§ WHAT YOU WILL DO
Arrange the lines from the one containing "Scan the image for the refrigerator." through the one containing "[77,99,140,115]", both included, as a JSON list of strings with one string per line. Leave out any blank lines.
----- PROVIDED RECORDS
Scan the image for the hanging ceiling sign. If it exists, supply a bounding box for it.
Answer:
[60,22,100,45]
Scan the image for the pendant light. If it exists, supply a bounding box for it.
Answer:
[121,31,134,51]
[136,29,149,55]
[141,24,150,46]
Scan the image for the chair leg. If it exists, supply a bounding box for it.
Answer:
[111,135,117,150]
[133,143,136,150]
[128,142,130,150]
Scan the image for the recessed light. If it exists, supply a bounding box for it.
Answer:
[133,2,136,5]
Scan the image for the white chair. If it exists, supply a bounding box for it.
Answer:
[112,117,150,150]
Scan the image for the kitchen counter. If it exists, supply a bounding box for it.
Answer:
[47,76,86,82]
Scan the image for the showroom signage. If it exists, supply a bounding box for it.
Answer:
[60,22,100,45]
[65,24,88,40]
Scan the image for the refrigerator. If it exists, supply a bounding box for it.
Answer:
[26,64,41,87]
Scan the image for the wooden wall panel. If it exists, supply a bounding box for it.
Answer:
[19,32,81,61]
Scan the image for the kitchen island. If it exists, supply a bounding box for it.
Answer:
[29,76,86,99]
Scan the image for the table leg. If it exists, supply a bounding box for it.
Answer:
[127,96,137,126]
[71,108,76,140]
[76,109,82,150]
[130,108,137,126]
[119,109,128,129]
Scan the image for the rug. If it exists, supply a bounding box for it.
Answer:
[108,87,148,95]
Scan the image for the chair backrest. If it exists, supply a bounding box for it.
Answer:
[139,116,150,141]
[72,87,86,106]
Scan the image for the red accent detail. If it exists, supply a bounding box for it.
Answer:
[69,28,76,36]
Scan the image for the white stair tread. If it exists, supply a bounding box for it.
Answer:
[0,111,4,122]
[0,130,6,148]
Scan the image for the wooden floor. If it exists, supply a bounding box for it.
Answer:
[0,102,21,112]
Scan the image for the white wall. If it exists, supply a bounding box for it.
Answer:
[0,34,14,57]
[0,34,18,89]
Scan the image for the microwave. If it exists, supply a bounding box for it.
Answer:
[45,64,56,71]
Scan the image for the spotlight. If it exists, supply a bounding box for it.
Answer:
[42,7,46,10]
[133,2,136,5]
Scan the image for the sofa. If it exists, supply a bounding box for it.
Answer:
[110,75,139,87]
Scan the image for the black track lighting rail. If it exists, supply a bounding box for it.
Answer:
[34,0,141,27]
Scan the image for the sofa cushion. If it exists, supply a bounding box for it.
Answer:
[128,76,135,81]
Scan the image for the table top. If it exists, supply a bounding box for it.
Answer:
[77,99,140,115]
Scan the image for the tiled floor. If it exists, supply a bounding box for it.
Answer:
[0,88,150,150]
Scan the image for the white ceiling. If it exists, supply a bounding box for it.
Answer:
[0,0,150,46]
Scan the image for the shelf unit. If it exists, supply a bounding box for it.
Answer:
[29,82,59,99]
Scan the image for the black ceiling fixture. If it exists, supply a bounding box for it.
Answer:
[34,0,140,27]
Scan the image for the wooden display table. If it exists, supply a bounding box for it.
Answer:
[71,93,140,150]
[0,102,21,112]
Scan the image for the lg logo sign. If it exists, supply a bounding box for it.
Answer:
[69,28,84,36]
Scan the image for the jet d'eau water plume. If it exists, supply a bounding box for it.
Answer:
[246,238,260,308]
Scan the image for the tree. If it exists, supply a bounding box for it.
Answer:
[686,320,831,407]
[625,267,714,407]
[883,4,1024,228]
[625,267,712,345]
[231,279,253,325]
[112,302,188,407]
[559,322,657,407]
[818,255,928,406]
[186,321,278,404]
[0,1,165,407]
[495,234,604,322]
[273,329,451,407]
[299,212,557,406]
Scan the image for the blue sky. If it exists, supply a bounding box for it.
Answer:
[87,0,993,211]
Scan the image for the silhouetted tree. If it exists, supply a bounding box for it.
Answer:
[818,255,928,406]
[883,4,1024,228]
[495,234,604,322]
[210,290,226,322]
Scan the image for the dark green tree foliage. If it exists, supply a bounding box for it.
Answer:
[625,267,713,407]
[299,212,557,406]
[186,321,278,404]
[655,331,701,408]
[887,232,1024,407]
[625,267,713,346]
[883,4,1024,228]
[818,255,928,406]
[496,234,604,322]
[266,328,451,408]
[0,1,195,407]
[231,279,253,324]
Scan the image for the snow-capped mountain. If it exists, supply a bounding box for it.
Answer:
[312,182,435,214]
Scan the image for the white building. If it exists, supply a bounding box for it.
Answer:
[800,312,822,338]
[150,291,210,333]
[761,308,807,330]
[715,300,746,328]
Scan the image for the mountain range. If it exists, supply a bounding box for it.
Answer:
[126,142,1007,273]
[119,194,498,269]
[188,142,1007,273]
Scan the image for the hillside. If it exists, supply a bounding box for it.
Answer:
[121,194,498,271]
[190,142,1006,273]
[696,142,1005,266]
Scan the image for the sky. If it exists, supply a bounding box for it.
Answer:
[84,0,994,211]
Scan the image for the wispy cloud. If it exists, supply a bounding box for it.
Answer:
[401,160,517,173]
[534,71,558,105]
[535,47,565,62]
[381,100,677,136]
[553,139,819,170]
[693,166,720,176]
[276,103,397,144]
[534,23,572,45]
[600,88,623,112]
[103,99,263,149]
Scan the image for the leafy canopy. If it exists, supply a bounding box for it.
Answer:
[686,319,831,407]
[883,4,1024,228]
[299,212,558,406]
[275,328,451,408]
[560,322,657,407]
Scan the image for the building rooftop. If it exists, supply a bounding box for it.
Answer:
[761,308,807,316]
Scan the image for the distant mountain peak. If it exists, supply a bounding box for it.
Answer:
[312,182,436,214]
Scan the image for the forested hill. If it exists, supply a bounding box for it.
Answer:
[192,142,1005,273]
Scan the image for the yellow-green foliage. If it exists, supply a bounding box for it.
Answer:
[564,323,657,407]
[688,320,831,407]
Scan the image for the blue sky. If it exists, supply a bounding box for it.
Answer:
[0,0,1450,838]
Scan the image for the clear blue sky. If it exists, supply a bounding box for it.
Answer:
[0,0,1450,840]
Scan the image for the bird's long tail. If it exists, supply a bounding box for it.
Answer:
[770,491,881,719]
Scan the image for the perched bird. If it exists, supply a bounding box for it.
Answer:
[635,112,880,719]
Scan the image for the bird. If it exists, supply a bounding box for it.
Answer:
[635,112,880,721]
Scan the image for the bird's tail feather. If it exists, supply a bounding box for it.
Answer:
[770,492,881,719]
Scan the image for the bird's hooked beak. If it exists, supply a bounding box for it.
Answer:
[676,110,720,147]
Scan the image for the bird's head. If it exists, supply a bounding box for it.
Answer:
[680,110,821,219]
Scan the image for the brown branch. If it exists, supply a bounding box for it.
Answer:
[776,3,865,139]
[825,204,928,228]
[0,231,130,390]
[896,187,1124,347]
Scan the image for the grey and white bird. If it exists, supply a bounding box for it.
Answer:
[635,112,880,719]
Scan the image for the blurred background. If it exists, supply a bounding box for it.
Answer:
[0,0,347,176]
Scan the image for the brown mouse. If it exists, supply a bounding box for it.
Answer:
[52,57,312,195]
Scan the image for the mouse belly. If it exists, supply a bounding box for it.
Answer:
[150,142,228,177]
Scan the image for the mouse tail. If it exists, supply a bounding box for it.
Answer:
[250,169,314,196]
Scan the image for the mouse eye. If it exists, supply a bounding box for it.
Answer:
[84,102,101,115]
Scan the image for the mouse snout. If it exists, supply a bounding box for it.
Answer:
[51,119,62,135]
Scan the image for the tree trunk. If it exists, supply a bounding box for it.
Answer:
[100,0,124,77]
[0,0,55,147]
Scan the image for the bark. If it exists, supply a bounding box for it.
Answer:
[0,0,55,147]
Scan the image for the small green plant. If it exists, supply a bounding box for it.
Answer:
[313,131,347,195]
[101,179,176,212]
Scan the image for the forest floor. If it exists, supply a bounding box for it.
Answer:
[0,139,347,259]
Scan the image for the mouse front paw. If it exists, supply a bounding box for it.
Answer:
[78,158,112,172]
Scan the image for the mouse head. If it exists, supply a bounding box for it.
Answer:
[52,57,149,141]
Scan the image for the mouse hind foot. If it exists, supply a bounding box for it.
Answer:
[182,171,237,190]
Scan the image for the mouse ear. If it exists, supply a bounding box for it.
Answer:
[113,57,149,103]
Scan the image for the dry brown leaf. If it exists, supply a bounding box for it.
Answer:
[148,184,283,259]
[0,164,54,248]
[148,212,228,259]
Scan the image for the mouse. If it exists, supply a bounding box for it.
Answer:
----------
§ RESULT
[
  "Scan the image for the refrigerator. If it exists, supply a bounding box for it.",
  "Answer:",
  "[26,64,41,87]",
  "Scan the image for the wooden wall panel. If it exists, supply a bounding box for it.",
  "Answer:",
  "[19,32,81,61]",
  "Scan the image for the kitchen island. If it exists, supply a bounding box for it.",
  "Answer:",
  "[29,76,86,99]",
  "Scan the image for the table leg. If it exists, supply a bounding box for it.",
  "Answer:",
  "[127,96,137,126]",
  "[71,108,76,140]",
  "[76,109,82,150]",
  "[130,108,137,126]",
  "[119,109,128,129]",
  "Scan the image for the rug. If it exists, supply a bounding box for it.",
  "Answer:",
  "[108,87,148,95]",
  "Scan the image for the chair backrest. If it exists, supply a bounding box for it.",
  "Answer:",
  "[139,116,150,141]",
  "[72,87,86,106]",
  "Scan the image for the red accent detail. If it exists, supply a bounding box for it.",
  "Answer:",
  "[69,28,76,36]",
  "Scan the image for the white stair tread. If it exists, supply a bounding box for it.",
  "Answer:",
  "[0,111,4,122]",
  "[0,130,6,148]",
  "Scan the image for the wooden floor. If it exists, supply a bounding box for it.",
  "Answer:",
  "[0,102,21,112]",
  "Scan the image for the white wall. If it exists, supply a bounding box for it.",
  "Answer:",
  "[0,34,14,57]",
  "[0,34,18,89]",
  "Scan the image for the microwave. If it exists, supply a bounding box for it.",
  "Answer:",
  "[45,64,56,71]",
  "Scan the image for the spotlight. If it exists, supply a bounding box for it.",
  "Answer:",
  "[42,7,46,10]",
  "[133,2,136,5]",
  "Scan the image for the sofa. If it exists, supply a bounding box for it.",
  "Answer:",
  "[110,75,139,87]",
  "Scan the image for the black track lighting rail. If it exists, supply a bounding box for it.",
  "Answer:",
  "[34,0,141,27]",
  "Scan the image for the sofa cushion. If it exists, supply a bounding box for it.",
  "Answer:",
  "[128,76,135,81]",
  "Scan the image for the table top. If it exists, supply a bounding box for it.",
  "Answer:",
  "[77,99,140,115]"
]